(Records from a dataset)
※ ※ ※

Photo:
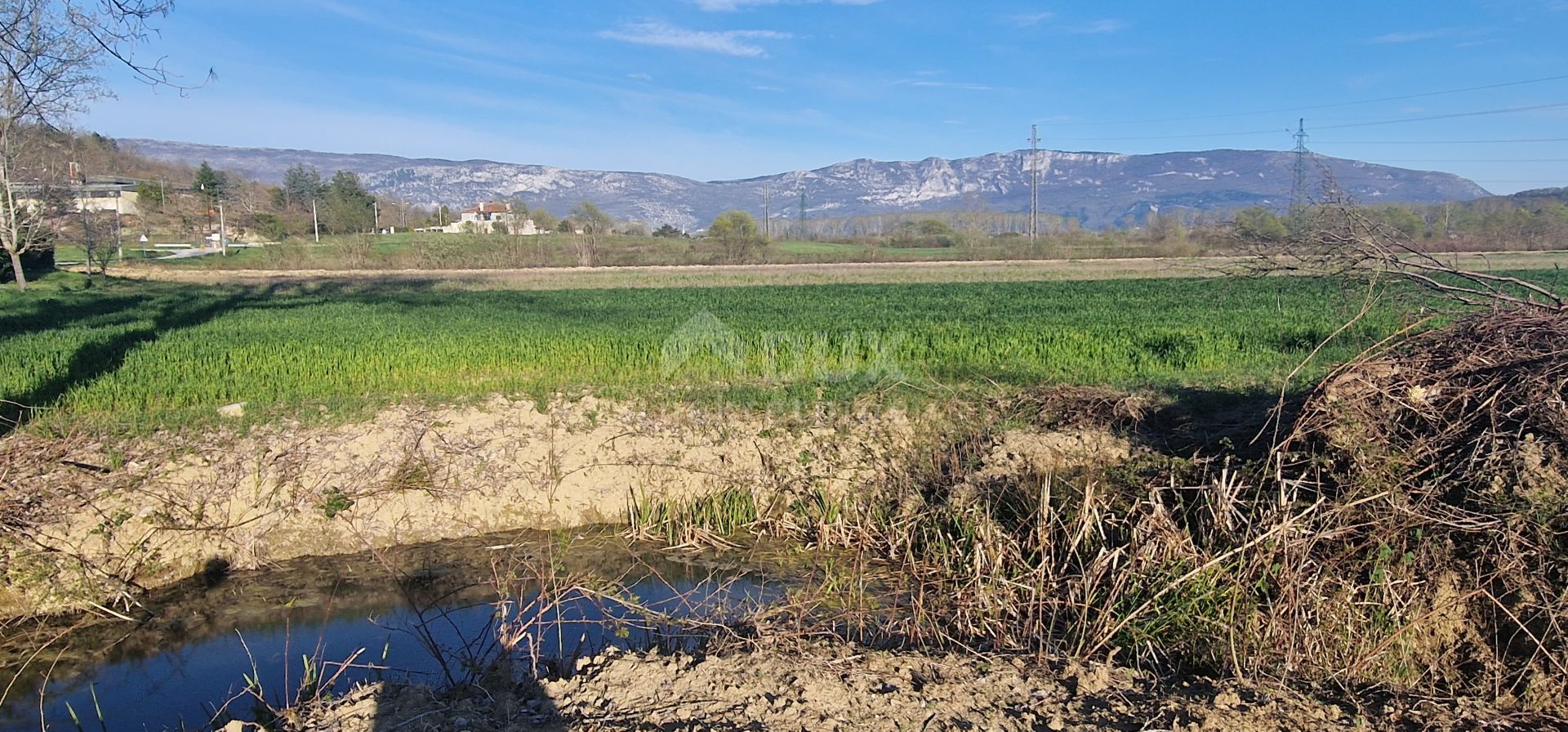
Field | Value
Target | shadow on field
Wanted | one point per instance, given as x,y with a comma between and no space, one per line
141,314
1198,421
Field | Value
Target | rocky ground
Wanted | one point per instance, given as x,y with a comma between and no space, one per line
833,687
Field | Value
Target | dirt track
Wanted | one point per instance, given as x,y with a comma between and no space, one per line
786,274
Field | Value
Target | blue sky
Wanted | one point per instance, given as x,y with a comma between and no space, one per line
737,88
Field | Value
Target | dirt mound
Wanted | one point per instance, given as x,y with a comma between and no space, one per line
838,687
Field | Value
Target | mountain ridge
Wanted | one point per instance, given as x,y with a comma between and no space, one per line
1095,189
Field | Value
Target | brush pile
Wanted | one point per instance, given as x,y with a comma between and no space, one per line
1438,558
1474,414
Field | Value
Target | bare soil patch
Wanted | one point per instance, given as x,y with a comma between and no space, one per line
835,687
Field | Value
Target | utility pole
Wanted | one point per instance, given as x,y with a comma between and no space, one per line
767,223
1298,189
1034,184
802,209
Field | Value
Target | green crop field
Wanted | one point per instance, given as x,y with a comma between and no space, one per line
143,355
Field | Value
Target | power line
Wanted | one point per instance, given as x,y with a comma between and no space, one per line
1474,160
1445,141
1506,110
1319,107
1377,123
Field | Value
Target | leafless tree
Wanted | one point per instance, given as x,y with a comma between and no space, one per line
1336,239
52,54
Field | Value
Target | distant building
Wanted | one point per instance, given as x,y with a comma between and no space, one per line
96,193
483,218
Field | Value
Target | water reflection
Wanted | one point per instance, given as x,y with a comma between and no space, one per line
429,615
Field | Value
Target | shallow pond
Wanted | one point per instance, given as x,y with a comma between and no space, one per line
427,614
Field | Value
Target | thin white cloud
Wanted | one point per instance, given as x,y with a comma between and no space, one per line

※ ※ ※

> **The request**
How many of the lines above contain the word "dirt"? Reply with the number alone.

> **Full response**
2